--- TEXT SEGMENT ---
•••

Companies grow. Teams expand. If you're well-placed in your industry and providing in-demand services or products, this is happening to you. Individuals and small teams tend to deal with this sort of change pretty well. At an organizational level, however, this sort of change tends to have an impact that can bring a group down, or rocket it up to the next level.

Of the many issues faced by growing companies (or rapidly growing orgs within large companies), the structuring one can be most problematic: "Our old structures, though comfortable, won't scale well with all these new teams and all the new hires joining our existing teams. How do we reorganize? Where do we put folks? Are there natural lines along which we can provide better management (and vision!) structure?"

The answer, of course, is "yes" -- but! It requires careful analysis and a deep understanding every team in your org.

The remainder of this post will set up a scenario and then figure out how to do a re-org. I use a software engineering org as an example, but that's just because I have a long and intimate knowledge of them and understand the ways in which one can classify such teams. These same methods could be applied a Sales group, Marketing groups, etc., as long as you know the characteristics that define the teams of which these orgs are comprised.

•••

--- RECORDED DATA ---
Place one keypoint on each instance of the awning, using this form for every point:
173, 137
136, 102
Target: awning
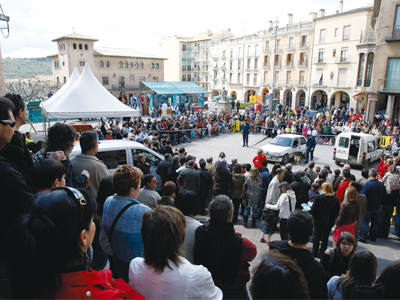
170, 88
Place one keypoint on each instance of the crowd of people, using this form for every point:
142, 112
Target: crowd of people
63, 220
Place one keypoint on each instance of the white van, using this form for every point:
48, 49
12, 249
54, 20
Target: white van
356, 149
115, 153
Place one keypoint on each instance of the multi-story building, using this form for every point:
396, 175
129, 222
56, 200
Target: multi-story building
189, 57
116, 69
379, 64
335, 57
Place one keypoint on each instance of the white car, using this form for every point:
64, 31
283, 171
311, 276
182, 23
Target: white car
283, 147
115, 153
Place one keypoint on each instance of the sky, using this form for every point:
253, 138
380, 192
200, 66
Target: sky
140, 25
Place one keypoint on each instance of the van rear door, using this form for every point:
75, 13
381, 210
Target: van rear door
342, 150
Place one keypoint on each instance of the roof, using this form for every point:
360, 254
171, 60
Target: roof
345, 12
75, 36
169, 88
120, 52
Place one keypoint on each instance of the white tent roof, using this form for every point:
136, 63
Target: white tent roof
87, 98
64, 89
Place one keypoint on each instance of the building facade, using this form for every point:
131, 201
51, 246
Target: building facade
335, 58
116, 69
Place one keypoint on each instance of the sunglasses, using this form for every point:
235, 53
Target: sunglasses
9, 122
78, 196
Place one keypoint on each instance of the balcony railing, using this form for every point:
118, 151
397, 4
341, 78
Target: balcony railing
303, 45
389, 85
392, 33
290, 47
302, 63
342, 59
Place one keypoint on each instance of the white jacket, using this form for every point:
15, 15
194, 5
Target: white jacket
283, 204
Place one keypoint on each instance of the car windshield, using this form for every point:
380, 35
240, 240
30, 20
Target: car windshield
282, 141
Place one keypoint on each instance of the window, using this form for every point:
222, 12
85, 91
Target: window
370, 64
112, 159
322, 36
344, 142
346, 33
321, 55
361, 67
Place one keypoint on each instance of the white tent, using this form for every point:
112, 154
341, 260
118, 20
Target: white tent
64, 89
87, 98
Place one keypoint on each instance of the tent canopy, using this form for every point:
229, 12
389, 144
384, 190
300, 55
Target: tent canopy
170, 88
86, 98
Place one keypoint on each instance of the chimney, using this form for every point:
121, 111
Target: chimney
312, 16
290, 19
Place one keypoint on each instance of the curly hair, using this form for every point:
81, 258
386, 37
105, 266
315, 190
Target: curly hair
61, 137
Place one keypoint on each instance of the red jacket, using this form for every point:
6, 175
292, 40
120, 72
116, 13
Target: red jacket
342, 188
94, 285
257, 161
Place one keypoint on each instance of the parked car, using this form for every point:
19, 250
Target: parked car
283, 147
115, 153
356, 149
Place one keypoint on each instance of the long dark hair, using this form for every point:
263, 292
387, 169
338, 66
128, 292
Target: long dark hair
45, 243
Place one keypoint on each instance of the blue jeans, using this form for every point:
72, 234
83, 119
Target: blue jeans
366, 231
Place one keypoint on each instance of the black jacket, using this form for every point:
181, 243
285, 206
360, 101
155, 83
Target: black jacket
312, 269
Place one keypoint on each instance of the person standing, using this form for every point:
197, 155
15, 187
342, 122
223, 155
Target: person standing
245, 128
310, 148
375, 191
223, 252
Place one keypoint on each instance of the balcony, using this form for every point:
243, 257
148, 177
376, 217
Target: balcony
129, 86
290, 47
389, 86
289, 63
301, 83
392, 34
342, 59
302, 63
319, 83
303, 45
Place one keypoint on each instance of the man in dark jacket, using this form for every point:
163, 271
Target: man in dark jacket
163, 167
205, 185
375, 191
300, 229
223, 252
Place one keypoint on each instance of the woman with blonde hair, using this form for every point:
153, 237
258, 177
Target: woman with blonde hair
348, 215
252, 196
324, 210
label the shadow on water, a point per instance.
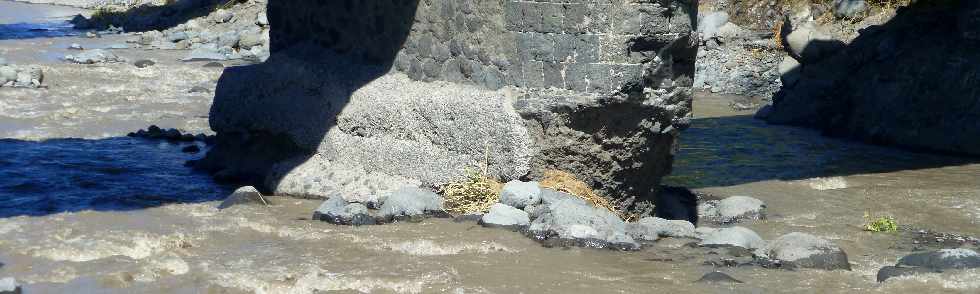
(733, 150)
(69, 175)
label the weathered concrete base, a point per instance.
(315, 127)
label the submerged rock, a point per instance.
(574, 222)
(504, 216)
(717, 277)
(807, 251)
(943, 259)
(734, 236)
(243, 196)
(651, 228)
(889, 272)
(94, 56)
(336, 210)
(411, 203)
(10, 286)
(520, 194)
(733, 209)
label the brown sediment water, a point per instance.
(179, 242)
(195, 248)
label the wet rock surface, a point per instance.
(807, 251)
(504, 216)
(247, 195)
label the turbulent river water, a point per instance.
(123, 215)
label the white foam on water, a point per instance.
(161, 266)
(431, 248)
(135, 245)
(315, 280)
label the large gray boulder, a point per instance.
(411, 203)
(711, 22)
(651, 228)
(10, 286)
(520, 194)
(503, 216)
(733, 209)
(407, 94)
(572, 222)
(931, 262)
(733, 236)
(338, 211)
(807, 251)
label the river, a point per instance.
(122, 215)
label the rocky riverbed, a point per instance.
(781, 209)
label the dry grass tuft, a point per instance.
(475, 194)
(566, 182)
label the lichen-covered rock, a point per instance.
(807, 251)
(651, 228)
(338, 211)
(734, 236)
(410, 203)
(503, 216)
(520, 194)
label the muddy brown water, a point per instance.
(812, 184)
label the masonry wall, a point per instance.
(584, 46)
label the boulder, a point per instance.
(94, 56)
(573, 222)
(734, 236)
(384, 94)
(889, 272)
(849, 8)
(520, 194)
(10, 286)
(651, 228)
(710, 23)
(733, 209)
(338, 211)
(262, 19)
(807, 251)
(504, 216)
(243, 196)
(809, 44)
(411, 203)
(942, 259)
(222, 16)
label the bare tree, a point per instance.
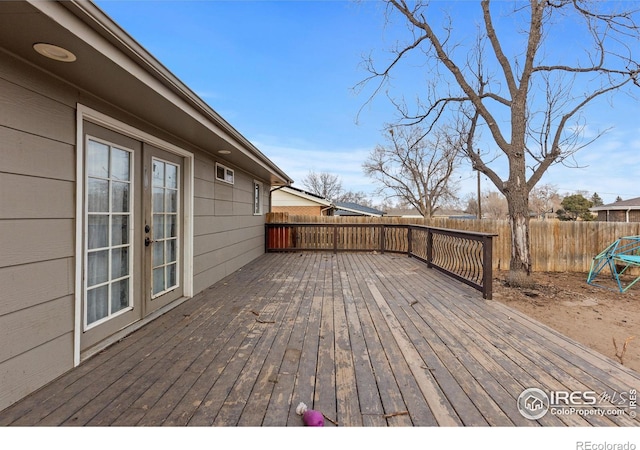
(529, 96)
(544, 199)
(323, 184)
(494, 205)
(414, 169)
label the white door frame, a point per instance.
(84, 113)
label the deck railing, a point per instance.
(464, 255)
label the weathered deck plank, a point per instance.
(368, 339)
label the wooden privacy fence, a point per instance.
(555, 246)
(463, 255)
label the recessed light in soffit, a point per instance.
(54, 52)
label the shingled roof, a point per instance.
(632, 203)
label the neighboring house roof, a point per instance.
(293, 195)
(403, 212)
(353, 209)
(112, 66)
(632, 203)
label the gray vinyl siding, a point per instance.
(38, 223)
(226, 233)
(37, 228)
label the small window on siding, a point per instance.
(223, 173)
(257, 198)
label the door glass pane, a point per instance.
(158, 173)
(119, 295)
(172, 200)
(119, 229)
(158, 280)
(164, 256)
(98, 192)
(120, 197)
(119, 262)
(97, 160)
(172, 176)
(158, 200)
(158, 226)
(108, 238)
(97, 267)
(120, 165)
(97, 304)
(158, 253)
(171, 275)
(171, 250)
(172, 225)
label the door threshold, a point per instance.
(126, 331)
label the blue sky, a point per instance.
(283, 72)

•••

--- WHAT IS ASKED ---
1 – Reproduce the entire passage on restructuring growing organizations word for word.
2 – Count the lines of the records that contain the string "parked", and give only the number.

--- SOLUTIONS BY TASK ---
1 –
Companies grow. Teams expand. If you're well-placed in your industry and providing in-demand services or products, this is happening to you. Individuals and small teams tend to deal with this sort of change pretty well. At an organizational level, however, this sort of change tends to have an impact that can bring a group down, or rocket it up to the next level.

Of the many issues faced by growing companies (or rapidly growing orgs within large companies), the structuring one can be most problematic: "Our old structures, though comfortable, won't scale well with all these new teams and all the new hires joining our existing teams. How do we reorganize? Where do we put folks? Are there natural lines along which we can provide better management (and vision!) structure?"

The answer, of course, is "yes" -- but! It requires careful analysis and a deep understanding every team in your org.

The remainder of this post will set up a scenario and then figure out how to do a re-org. I use a software engineering org as an example, but that's just because I have a long and intimate knowledge of them and understand the ways in which one can classify such teams. These same methods could be applied a Sales group, Marketing groups, etc., as long as you know the characteristics that define the teams of which these orgs are comprised.

2 – 2